===== Records provided =====

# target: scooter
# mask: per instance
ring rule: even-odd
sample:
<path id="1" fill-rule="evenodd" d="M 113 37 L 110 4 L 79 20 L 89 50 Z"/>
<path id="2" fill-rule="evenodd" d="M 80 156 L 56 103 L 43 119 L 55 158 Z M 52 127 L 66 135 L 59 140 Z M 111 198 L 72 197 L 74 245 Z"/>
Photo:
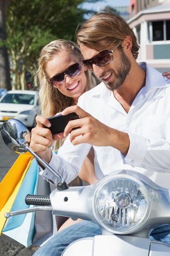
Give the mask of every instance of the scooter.
<path id="1" fill-rule="evenodd" d="M 99 225 L 102 235 L 71 244 L 62 256 L 170 256 L 170 246 L 148 238 L 159 226 L 170 222 L 170 190 L 133 171 L 120 170 L 89 186 L 68 187 L 62 177 L 29 147 L 31 134 L 20 121 L 11 119 L 2 127 L 7 146 L 28 151 L 58 180 L 49 196 L 28 195 L 27 204 L 36 206 L 5 214 L 11 216 L 51 211 L 53 214 L 80 218 Z"/>

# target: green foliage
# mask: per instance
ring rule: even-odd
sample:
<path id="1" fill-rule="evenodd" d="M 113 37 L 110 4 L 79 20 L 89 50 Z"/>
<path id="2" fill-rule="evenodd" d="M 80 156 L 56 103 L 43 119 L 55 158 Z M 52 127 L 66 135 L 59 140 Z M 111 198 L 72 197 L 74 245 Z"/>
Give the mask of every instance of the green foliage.
<path id="1" fill-rule="evenodd" d="M 13 72 L 32 72 L 42 47 L 51 41 L 74 40 L 77 24 L 84 21 L 84 15 L 93 13 L 81 8 L 84 2 L 88 1 L 11 0 L 6 11 L 7 38 L 4 43 Z"/>

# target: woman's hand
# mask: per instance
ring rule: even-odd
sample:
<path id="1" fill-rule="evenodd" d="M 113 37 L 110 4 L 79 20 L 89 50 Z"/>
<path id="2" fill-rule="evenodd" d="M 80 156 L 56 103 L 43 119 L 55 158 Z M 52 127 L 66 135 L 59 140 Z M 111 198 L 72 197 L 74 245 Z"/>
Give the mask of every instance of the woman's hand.
<path id="1" fill-rule="evenodd" d="M 164 72 L 162 74 L 162 75 L 163 76 L 166 76 L 167 78 L 168 79 L 170 79 L 170 71 L 167 71 L 167 72 Z"/>
<path id="2" fill-rule="evenodd" d="M 50 130 L 45 127 L 50 127 L 51 124 L 48 119 L 42 116 L 37 116 L 35 119 L 37 125 L 31 130 L 30 146 L 34 152 L 49 163 L 52 155 L 50 148 L 54 141 Z"/>
<path id="3" fill-rule="evenodd" d="M 81 118 L 70 121 L 64 134 L 66 137 L 71 133 L 70 139 L 73 145 L 88 143 L 98 146 L 110 146 L 127 153 L 130 140 L 127 133 L 108 126 L 77 106 L 67 108 L 62 114 L 71 112 L 75 112 Z"/>

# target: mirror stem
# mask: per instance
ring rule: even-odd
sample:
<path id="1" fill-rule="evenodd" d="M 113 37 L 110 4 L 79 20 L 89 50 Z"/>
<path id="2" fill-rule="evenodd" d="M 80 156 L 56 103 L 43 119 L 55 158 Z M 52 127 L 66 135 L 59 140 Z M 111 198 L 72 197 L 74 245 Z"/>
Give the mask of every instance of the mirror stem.
<path id="1" fill-rule="evenodd" d="M 45 168 L 46 168 L 49 172 L 51 173 L 58 180 L 59 183 L 62 184 L 64 182 L 62 176 L 60 175 L 57 172 L 55 171 L 44 160 L 41 158 L 38 155 L 35 153 L 28 146 L 27 143 L 23 145 L 23 147 L 26 149 L 36 159 L 43 165 Z"/>

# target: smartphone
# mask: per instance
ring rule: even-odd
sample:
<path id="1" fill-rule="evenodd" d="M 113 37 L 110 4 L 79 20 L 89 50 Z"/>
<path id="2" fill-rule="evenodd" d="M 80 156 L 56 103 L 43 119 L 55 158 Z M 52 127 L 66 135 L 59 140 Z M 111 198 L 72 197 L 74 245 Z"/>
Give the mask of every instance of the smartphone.
<path id="1" fill-rule="evenodd" d="M 65 116 L 60 115 L 47 118 L 51 124 L 50 127 L 48 127 L 52 134 L 62 132 L 68 122 L 72 120 L 80 118 L 76 113 L 70 113 Z M 78 128 L 78 127 L 77 127 Z"/>

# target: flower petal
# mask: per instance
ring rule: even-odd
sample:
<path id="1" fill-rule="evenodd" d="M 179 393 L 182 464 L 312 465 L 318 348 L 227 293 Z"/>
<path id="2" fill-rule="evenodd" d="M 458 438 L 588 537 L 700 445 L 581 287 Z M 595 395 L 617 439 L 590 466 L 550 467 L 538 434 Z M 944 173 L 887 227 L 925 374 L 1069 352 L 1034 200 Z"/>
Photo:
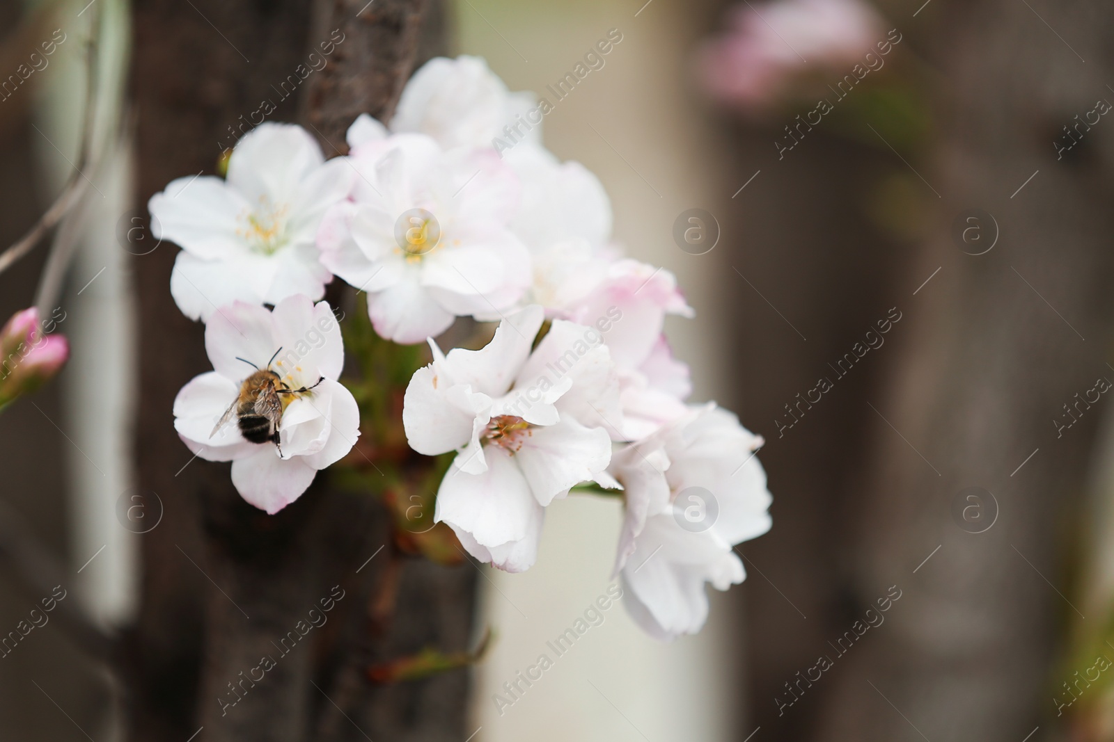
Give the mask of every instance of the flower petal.
<path id="1" fill-rule="evenodd" d="M 242 269 L 219 260 L 203 260 L 183 250 L 170 271 L 170 296 L 182 314 L 207 323 L 218 307 L 233 301 L 263 304 L 263 296 L 244 283 Z"/>
<path id="2" fill-rule="evenodd" d="M 546 511 L 538 507 L 525 538 L 512 541 L 501 546 L 483 546 L 471 534 L 457 526 L 450 526 L 457 534 L 460 545 L 481 562 L 506 572 L 526 572 L 538 558 L 538 543 L 541 541 L 541 525 L 545 523 Z"/>
<path id="3" fill-rule="evenodd" d="M 449 329 L 455 318 L 429 291 L 411 280 L 369 294 L 368 315 L 380 337 L 404 345 L 437 337 Z"/>
<path id="4" fill-rule="evenodd" d="M 271 320 L 276 343 L 272 353 L 282 348 L 273 370 L 291 388 L 313 386 L 322 376 L 335 379 L 341 375 L 344 342 L 328 301 L 314 305 L 309 297 L 291 296 L 275 305 Z"/>
<path id="5" fill-rule="evenodd" d="M 485 453 L 488 469 L 482 474 L 449 469 L 437 494 L 433 520 L 491 548 L 526 538 L 541 506 L 510 454 L 498 446 L 488 446 Z"/>
<path id="6" fill-rule="evenodd" d="M 168 239 L 207 260 L 247 250 L 236 234 L 236 219 L 248 207 L 243 196 L 215 176 L 177 178 L 147 202 L 157 239 Z"/>
<path id="7" fill-rule="evenodd" d="M 216 372 L 195 376 L 174 398 L 174 429 L 189 449 L 211 462 L 227 462 L 255 453 L 245 441 L 236 417 L 216 433 L 213 426 L 240 396 L 240 386 Z"/>
<path id="8" fill-rule="evenodd" d="M 490 397 L 506 394 L 544 320 L 541 307 L 529 306 L 500 321 L 495 337 L 479 350 L 453 348 L 446 356 L 453 380 Z"/>
<path id="9" fill-rule="evenodd" d="M 294 202 L 299 182 L 325 161 L 313 135 L 294 123 L 258 125 L 228 158 L 228 185 L 254 206 L 261 199 Z"/>
<path id="10" fill-rule="evenodd" d="M 515 459 L 543 506 L 567 495 L 574 485 L 594 479 L 612 459 L 607 432 L 587 428 L 573 418 L 530 433 Z"/>
<path id="11" fill-rule="evenodd" d="M 490 406 L 486 396 L 472 394 L 467 385 L 452 384 L 439 366 L 434 362 L 414 372 L 402 400 L 407 442 L 427 456 L 468 444 L 481 406 Z"/>
<path id="12" fill-rule="evenodd" d="M 205 326 L 205 352 L 213 368 L 234 382 L 254 373 L 245 360 L 266 368 L 278 347 L 271 313 L 261 306 L 234 301 L 214 313 Z"/>
<path id="13" fill-rule="evenodd" d="M 360 437 L 360 407 L 355 397 L 340 382 L 325 378 L 319 389 L 326 389 L 331 396 L 329 410 L 329 439 L 321 451 L 307 456 L 305 463 L 315 469 L 335 464 L 352 451 Z"/>
<path id="14" fill-rule="evenodd" d="M 232 483 L 248 504 L 274 515 L 302 496 L 317 469 L 302 457 L 278 458 L 273 446 L 232 463 Z"/>

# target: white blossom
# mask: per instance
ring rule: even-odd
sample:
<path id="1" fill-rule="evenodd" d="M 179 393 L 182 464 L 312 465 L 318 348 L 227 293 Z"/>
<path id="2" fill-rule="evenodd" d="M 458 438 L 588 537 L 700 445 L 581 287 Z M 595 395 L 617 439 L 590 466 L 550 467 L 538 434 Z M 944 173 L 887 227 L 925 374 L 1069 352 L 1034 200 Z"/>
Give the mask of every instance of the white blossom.
<path id="1" fill-rule="evenodd" d="M 527 307 L 480 350 L 442 355 L 431 342 L 433 363 L 414 374 L 402 410 L 414 451 L 458 452 L 434 521 L 509 572 L 534 564 L 554 499 L 583 482 L 615 484 L 605 473 L 604 425 L 622 419 L 610 354 L 598 333 L 559 319 L 531 353 L 543 319 L 540 307 Z"/>
<path id="2" fill-rule="evenodd" d="M 651 635 L 694 634 L 707 619 L 704 584 L 745 577 L 732 546 L 770 530 L 771 497 L 754 453 L 762 438 L 714 403 L 615 453 L 625 517 L 615 572 L 634 620 Z"/>
<path id="3" fill-rule="evenodd" d="M 326 301 L 314 305 L 305 296 L 289 297 L 274 311 L 236 301 L 221 307 L 206 325 L 205 350 L 214 370 L 182 387 L 174 427 L 199 457 L 232 462 L 232 483 L 244 499 L 277 513 L 305 492 L 319 469 L 348 454 L 360 435 L 355 399 L 336 380 L 344 365 L 336 318 Z M 240 398 L 244 379 L 257 370 L 274 372 L 287 389 L 312 387 L 280 395 L 277 446 L 244 438 L 235 416 L 214 431 Z"/>
<path id="4" fill-rule="evenodd" d="M 320 299 L 332 275 L 319 260 L 317 227 L 354 177 L 343 158 L 326 162 L 301 127 L 261 123 L 233 149 L 227 179 L 170 181 L 148 209 L 155 237 L 182 248 L 170 274 L 178 308 L 207 321 L 237 300 Z"/>

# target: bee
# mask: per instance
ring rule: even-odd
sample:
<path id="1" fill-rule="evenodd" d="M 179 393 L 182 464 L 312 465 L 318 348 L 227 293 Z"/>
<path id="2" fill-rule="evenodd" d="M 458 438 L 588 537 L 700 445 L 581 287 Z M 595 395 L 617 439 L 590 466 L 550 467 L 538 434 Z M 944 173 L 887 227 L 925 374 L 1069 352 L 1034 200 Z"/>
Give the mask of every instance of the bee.
<path id="1" fill-rule="evenodd" d="M 227 425 L 233 414 L 236 415 L 236 426 L 241 435 L 252 443 L 267 443 L 268 441 L 278 448 L 282 456 L 282 446 L 278 443 L 278 423 L 282 421 L 282 398 L 281 394 L 302 394 L 309 392 L 321 384 L 325 377 L 322 376 L 313 386 L 303 386 L 301 389 L 292 389 L 282 380 L 275 372 L 271 370 L 271 364 L 282 353 L 282 348 L 275 350 L 267 362 L 265 368 L 260 368 L 246 358 L 236 357 L 255 369 L 255 373 L 244 379 L 240 386 L 240 394 L 224 410 L 221 419 L 209 433 L 212 438 L 217 432 Z"/>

=====

Task statement:
Start at the line containing "# target: green foliage" and end after the line containing "13 72 L 32 72", then reproduce that stretch of the records with "green foliage" swapped for "leafy vegetation" and nothing else altered.

The reply:
# target: leafy vegetation
# mask: per instance
ring rule: even-odd
sample:
<path id="1" fill-rule="evenodd" d="M 113 37 L 110 4 L 79 20 L 89 50 Z"/>
<path id="2" fill-rule="evenodd" d="M 80 156 L 56 103 L 43 119 L 55 158 Z M 52 127 L 66 135 L 59 140 Z M 111 198 L 72 197 L 74 245 Z"/>
Give the mask of every instance of the leafy vegetation.
<path id="1" fill-rule="evenodd" d="M 13 72 L 32 72 L 42 47 L 51 41 L 74 40 L 77 24 L 84 21 L 84 15 L 93 13 L 81 8 L 84 2 L 88 1 L 11 0 L 6 11 L 7 38 L 4 43 Z"/>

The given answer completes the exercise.